TASK STATEMENT: Format the lines as a Markdown table with the columns "Row" and "Line," starting at the line that contains "Please mark the building facade" and ending at the last line, with each row numbered and blank lines omitted. Leave the pictures out of the table.

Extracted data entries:
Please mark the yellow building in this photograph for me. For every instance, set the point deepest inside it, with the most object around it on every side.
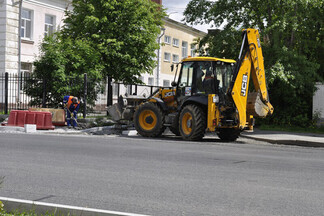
(177, 42)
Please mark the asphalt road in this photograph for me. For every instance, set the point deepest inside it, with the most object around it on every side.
(164, 176)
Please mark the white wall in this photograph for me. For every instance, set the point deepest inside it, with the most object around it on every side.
(56, 8)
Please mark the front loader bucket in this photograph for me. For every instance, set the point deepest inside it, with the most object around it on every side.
(115, 111)
(255, 106)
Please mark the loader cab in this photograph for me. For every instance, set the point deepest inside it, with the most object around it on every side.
(201, 76)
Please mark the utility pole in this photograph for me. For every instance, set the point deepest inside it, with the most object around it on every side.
(158, 58)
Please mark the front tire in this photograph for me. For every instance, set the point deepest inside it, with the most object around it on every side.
(228, 134)
(192, 122)
(149, 120)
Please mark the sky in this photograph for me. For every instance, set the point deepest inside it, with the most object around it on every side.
(175, 10)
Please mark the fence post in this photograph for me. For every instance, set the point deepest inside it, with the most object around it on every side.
(44, 93)
(6, 92)
(109, 93)
(85, 95)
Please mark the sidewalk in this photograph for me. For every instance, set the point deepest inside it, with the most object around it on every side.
(275, 137)
(286, 138)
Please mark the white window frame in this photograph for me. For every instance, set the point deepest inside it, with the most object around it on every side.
(167, 57)
(25, 72)
(175, 58)
(24, 21)
(166, 83)
(184, 49)
(49, 25)
(175, 42)
(167, 39)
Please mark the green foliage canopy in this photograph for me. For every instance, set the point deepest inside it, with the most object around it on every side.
(115, 38)
(293, 44)
(123, 31)
(61, 66)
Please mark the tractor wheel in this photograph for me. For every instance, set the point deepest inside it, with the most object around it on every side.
(149, 120)
(192, 122)
(228, 134)
(174, 128)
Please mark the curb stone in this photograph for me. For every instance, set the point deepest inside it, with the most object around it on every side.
(286, 142)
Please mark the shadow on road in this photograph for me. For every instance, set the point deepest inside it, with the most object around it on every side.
(205, 140)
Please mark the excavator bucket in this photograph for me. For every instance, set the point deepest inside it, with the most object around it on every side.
(255, 106)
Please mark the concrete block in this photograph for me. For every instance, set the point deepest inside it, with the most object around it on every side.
(30, 128)
(130, 133)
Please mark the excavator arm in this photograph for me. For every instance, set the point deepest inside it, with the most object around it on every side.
(250, 64)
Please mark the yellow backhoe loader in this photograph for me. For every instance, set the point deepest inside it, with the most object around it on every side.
(210, 95)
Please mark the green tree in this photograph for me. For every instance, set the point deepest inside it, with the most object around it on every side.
(115, 38)
(123, 31)
(293, 44)
(61, 65)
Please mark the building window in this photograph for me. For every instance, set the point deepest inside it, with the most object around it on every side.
(167, 57)
(175, 42)
(192, 50)
(49, 25)
(175, 58)
(26, 24)
(184, 49)
(166, 83)
(25, 71)
(167, 39)
(151, 81)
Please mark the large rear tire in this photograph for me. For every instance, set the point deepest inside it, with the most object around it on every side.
(149, 120)
(174, 128)
(192, 122)
(228, 134)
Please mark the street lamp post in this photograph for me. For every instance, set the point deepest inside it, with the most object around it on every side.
(158, 58)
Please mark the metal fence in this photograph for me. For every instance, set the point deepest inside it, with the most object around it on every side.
(14, 97)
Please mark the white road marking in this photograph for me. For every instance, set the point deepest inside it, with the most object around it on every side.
(69, 207)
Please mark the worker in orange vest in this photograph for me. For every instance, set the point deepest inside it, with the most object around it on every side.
(71, 105)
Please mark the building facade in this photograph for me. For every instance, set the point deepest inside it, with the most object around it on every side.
(43, 17)
(177, 42)
(38, 18)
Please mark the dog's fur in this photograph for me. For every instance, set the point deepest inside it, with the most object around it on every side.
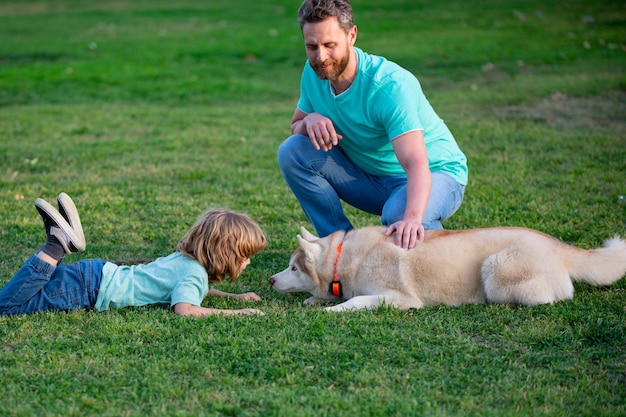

SOLUTION:
| Row | Line |
|---|---|
| 1 | Please mark the building facade in this photograph for me. For every instance, set the point deepest inside it, with the most object around it on every side. |
| 2 | (43, 17) |
| 3 | (177, 42) |
| 4 | (38, 18) |
| 5 | Please mark the dog's fur in this photograph for me. For every instance, set the point deepest inside it, with the most object around it on every side. |